EXERCISE GOAL
Show every line in the records that contains the string "blue". Case counts.

===

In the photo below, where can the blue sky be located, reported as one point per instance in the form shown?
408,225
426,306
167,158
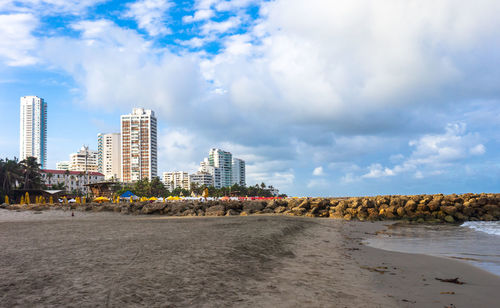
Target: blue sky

===

RESPONSE
In the photo below, where can the blue sky be located, reported as one point per instance in the form shown?
Target: blue sky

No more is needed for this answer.